TASKS:
(1) According to the pygmy rabbit article, where were the 20 released rabbits born and raised?
(2) Carry the pygmy rabbit article forward from its last paragraph.

DOCUMENT SEGMENT:
***

Tuesday, March 13, 2007 - Page updated at 12:00 AM
Captive breeding offers hope for near-extinct pygmy rabbits
The Associated Press
EPHRATA — Wildlife officials today released 20 Columbia Basin pygmy rabbits that were raised in captivity to a sagebrush-covered area of central Washington state where their ancestors roamed before teetering on the edge of extinction.
The pygmy rabbits were born and raised at Washington State University and the Portland Zoo in Oregon and are descendants of the last known wild rabbits caught in 2002 for a captive breeding program intended to restore the endangered species.
The effort is similar to the breeding programs that brought back the California condor, said Ren Lohoefener, Pacific regional director of the U.S. Fish and Wildlife Service in Portland, Ore.
"Any time you can bring something back from zero and re-establish it, it's cause to celebrate," he said. "This may be harder to do than with condors, because a lot more things eat bunnies than condors. If it works here, maybe it can work in other areas."

***

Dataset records
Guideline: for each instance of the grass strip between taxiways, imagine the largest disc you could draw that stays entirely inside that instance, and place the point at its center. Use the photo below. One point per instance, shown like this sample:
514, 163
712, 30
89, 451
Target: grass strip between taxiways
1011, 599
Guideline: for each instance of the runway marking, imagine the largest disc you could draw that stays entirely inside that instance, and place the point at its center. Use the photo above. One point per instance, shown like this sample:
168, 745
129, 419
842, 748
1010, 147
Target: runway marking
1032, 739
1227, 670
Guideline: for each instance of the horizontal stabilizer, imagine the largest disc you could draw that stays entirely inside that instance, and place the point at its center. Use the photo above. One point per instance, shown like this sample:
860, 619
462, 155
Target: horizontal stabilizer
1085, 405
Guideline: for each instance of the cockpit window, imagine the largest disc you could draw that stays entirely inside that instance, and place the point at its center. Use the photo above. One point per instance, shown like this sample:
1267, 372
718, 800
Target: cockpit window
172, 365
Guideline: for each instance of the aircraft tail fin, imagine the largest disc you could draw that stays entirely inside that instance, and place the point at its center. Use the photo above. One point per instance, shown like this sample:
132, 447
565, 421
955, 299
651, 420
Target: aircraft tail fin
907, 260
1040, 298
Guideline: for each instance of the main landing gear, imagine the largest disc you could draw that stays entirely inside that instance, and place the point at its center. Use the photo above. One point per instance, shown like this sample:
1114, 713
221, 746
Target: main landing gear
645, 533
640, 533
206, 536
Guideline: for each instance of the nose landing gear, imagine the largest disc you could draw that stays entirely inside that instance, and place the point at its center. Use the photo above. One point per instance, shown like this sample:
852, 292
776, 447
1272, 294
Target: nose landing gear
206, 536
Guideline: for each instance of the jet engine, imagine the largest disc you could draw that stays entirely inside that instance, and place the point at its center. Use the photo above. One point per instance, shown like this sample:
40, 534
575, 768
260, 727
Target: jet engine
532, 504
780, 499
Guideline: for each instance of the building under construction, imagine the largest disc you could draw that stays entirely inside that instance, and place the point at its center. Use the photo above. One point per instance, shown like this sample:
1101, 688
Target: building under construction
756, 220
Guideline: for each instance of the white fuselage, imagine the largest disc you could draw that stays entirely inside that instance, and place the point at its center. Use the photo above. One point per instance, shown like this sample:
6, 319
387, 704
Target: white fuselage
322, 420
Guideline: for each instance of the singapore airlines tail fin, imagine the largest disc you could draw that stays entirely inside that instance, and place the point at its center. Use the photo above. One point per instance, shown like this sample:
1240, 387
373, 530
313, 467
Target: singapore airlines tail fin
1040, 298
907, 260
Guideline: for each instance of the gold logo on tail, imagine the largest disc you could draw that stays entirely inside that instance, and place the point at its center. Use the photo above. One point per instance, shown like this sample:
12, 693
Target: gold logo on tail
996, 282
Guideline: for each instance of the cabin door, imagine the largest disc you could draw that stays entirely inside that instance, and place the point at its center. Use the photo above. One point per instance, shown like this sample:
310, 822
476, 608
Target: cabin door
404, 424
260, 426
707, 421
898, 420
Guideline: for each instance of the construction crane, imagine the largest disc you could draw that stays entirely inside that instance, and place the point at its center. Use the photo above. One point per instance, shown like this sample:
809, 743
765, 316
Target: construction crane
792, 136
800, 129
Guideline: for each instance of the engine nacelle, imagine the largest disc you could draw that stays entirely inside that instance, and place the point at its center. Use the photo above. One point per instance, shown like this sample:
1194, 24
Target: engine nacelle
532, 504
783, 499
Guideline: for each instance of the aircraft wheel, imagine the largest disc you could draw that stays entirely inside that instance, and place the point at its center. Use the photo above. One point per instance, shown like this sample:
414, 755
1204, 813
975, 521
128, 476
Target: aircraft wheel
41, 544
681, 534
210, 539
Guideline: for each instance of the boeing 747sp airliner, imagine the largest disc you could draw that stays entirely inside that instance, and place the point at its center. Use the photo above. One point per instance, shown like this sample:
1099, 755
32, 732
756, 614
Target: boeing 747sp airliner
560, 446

***

RESULTS OF THE TASKS:
(1) At Washington State University and the Portland Zoo in Oregon.

(2)
The rabbits were released in the Sagebrush Flats area about 18 miles northwest of Ephrata, part of a five-county range that was the original habitat of the tiny sagebrush-eating rabbits. They are the only species of rabbits in the United States to dig their own burrows.
Pygmy rabbits are still found in the West's Great Basin, but the isolated Columbia Basin group is considered to be evolutionary distinct population, said Rod Sayler, a Washington State University associate professor of natural resource sciences who leads the captive breeding project.
The Northwest Trek Wildlife Park near Tacoma also participates in the captive breeding program, which has produced about 90 pygmy rabbits, including the 20 released Tuesday.
None of the purebred Columbia Basin pygmy rabbits are believed to remain in the wild, said Tom Buckley of the U.S. Fish and Wildlife Service. Only three purebred descendants of the original wild rabbits remain at the captive breeding sites, Sayler said.
Columbia Basin pygmy rabbits were mated with more genetically diverse Idaho pygmy rabbits and their offspring have at least 75 percent of the Columbia pygmy bloodlines, said Lisa Shipley, Sayler's colleague at WSU.
An immediate result was that the crossbred rabbits became better breeders and more of their young survived, Sayler said.
"We found out they were suffering from severe inbreeding depression," Sayler said. "No matter what we did, they just weren't reproducing well. Believe me, we tried everything."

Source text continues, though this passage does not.